SELECTED EXTRACT —
--*--
Wal-Mart welfare
Several states have compiled figures on the numbers of Wal-Mart workers who receive public assistance. Critics of Wal-Mart say the figures illustrate how the public subsidizes Wal-Mart’s low wages, particularly through Medicaid coverage.
Add Arkansas to the supporting evidence. More Wal-Mart employees are on public assistance rolls in Arkansas than at any other employer. The Department of Human Services, responding to a Freedom of Information request by the Arkansas Times, broke down how many of the 350,000 employed people receiving public benefits — food stamps, transitional employment assistance and Medicaid — are employed at the state’s top 10 employers.
DHS cautions that the numbers on assistance by employer may not be precise and it would not break down participation by program. But here are the results: 1) state of Arkansas, 3,004; 2) Wal-Mart, 3,971; 3) Tyson, 1,738; 4) federal government, not available; 5) J.B. Hunt, 48; 6) Baptist Health, 335; 7) Triad Hospitals, 3; 8) Alltel, 54; 9) Pilgrim’s Pride, 488; 10) Whirlpool, 57. All these employ at least 2,500 people in Arkansas.
Wal-Mart employs 44,638 in Arkansas, so 8.9 percent of its employees receive public assistance. The state has 51,405 employees, which means 5.8 percent are on public assistance. The DHS, however, also checked Kroger and Target, two competing retail chains and found Wal-Mart only marginally worse than those two — with Target showing 8.6 percent of its 1,200 employees on welfare in Arkansas and Kroger 8.1 of its 3,200 employees. Neither of those chains, however, has anything but retail stores in the state. Wal-Mart has a large continent of white collar workers at its Bentonville headquarters that presumably make better wages than store clerks.
--*--
DATA SEGMENT —

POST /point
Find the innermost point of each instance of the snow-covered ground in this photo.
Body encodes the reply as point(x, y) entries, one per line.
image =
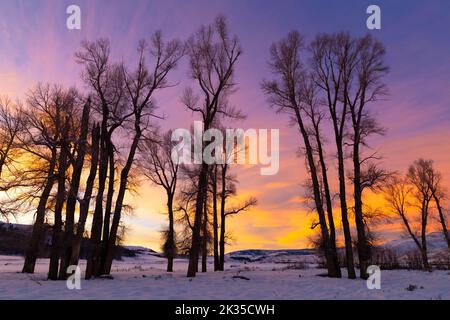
--*--
ASSIGNMENT — From the ranking of Arkansas's top 10 employers in the Wal-Mart welfare article, list every employer with fewer than 100 workers on public assistance, giving each one's figure.

WRITTEN ANSWER —
J.B. Hunt, 48
Triad Hospitals, 3
Alltel, 54
Whirlpool, 57